• What the exercise asks: If a line includes "hood", copy it out of the entries.

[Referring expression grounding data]
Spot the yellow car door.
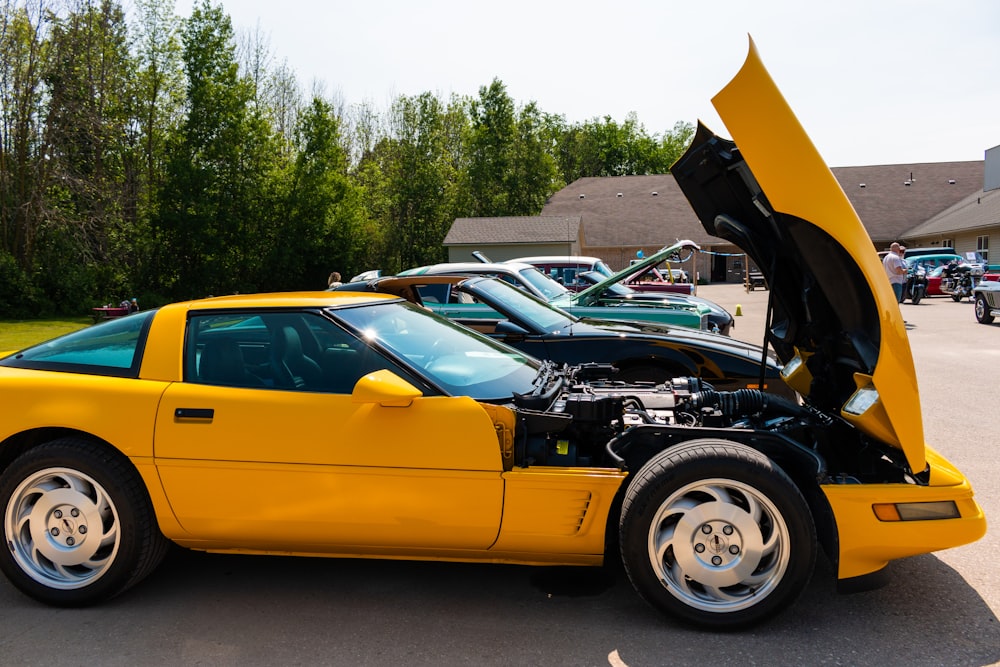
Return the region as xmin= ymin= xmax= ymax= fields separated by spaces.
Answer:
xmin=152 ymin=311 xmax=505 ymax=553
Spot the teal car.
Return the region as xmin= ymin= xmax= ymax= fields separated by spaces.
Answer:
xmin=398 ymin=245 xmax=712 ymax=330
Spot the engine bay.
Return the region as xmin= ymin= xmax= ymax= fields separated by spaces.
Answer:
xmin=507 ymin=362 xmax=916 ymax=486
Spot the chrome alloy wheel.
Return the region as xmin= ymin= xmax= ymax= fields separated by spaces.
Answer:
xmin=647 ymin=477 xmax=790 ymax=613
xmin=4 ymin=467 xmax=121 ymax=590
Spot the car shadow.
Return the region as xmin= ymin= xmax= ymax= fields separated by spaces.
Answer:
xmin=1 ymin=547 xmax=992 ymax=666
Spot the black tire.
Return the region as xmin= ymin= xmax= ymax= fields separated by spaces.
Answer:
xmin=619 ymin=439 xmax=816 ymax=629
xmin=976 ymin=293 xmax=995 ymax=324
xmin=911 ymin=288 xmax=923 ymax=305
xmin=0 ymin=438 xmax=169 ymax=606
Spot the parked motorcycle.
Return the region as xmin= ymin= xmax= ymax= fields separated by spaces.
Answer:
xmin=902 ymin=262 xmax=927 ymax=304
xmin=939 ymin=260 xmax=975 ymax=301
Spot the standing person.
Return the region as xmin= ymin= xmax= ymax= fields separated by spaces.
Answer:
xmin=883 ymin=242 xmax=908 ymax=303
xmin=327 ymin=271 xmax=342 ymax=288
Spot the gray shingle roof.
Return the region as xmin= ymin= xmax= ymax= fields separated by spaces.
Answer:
* * *
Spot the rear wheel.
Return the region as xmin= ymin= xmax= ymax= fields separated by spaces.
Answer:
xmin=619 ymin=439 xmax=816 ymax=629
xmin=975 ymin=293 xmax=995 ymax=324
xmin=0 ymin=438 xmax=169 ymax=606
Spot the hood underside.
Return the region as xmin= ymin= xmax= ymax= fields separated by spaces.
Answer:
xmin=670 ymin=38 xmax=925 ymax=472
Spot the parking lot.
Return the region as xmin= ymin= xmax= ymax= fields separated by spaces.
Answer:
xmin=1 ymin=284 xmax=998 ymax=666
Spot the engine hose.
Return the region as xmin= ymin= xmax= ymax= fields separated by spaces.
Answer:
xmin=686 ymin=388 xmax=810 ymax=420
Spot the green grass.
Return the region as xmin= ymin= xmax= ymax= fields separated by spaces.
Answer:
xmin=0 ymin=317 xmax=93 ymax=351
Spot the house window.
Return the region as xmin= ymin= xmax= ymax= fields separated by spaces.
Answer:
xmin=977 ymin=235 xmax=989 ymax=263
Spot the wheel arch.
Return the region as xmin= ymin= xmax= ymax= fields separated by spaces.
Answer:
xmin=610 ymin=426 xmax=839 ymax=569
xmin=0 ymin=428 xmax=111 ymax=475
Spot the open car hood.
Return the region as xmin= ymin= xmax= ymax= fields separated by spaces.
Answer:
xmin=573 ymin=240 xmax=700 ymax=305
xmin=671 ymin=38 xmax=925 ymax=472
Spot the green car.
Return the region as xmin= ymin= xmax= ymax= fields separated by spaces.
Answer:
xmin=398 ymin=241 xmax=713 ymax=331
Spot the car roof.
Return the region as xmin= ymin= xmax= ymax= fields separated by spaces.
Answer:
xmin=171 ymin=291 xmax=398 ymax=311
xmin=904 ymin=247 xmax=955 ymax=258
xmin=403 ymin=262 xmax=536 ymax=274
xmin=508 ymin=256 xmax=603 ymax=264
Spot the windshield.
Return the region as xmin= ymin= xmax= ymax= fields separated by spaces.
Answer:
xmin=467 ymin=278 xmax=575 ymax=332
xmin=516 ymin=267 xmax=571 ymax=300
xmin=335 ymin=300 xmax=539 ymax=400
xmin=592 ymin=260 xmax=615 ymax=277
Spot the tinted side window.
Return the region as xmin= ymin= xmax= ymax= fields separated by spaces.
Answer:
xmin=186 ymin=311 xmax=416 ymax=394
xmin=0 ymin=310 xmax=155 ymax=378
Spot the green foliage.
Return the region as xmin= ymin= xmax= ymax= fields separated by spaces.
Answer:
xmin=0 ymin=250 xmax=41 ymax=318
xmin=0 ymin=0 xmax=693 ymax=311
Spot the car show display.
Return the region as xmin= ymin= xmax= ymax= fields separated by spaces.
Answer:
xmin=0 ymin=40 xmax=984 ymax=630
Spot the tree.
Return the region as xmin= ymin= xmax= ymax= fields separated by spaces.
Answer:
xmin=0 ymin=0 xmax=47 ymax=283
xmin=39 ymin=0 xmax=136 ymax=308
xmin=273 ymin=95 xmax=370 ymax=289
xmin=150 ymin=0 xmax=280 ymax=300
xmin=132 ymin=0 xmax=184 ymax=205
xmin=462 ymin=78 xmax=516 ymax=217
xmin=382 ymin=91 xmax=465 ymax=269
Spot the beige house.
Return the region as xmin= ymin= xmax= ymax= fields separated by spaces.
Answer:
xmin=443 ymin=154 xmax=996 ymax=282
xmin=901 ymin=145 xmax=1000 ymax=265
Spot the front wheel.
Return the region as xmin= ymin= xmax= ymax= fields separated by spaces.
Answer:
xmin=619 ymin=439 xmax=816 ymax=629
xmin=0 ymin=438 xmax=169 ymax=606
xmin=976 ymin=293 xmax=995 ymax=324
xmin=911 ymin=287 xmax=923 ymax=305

• Response to the exercise:
Spot the hood underside.
Spot the open car hood.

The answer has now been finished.